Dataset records
+++

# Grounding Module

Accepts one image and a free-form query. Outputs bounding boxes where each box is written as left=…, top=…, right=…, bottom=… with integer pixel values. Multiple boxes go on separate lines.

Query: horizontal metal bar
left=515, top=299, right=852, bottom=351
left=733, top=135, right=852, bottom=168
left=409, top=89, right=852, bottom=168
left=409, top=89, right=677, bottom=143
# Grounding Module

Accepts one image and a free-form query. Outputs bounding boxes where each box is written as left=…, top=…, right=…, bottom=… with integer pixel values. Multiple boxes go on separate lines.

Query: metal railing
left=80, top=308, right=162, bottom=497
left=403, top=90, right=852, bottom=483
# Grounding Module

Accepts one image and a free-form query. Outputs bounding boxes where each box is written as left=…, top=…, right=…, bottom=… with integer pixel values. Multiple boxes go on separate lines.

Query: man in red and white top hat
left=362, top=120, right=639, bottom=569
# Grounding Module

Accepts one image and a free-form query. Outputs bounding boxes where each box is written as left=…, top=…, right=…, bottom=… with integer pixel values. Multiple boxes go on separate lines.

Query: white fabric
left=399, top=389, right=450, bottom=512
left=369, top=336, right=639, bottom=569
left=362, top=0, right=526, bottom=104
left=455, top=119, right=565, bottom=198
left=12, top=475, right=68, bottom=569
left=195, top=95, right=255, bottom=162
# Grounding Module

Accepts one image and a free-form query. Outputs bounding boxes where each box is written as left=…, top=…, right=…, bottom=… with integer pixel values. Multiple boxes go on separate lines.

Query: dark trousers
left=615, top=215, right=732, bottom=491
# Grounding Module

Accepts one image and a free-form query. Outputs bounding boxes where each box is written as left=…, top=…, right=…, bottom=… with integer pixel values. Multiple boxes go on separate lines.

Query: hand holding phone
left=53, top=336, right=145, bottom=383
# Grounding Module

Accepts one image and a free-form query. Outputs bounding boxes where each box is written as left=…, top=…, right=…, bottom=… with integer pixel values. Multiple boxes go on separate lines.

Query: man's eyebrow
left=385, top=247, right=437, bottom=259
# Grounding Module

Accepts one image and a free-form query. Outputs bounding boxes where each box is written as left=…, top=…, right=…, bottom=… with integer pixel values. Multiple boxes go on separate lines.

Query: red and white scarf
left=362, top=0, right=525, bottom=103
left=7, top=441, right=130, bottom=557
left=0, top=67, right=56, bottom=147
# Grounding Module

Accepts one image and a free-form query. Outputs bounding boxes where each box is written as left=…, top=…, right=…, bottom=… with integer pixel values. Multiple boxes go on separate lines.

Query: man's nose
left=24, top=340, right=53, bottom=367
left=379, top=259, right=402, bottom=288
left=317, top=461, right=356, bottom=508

+++

AIM
Tally the lines in the material above that contain the string "metal", treating uppercase and lowercase as different. Reply with the number alone.

ANSWER IN FULL
2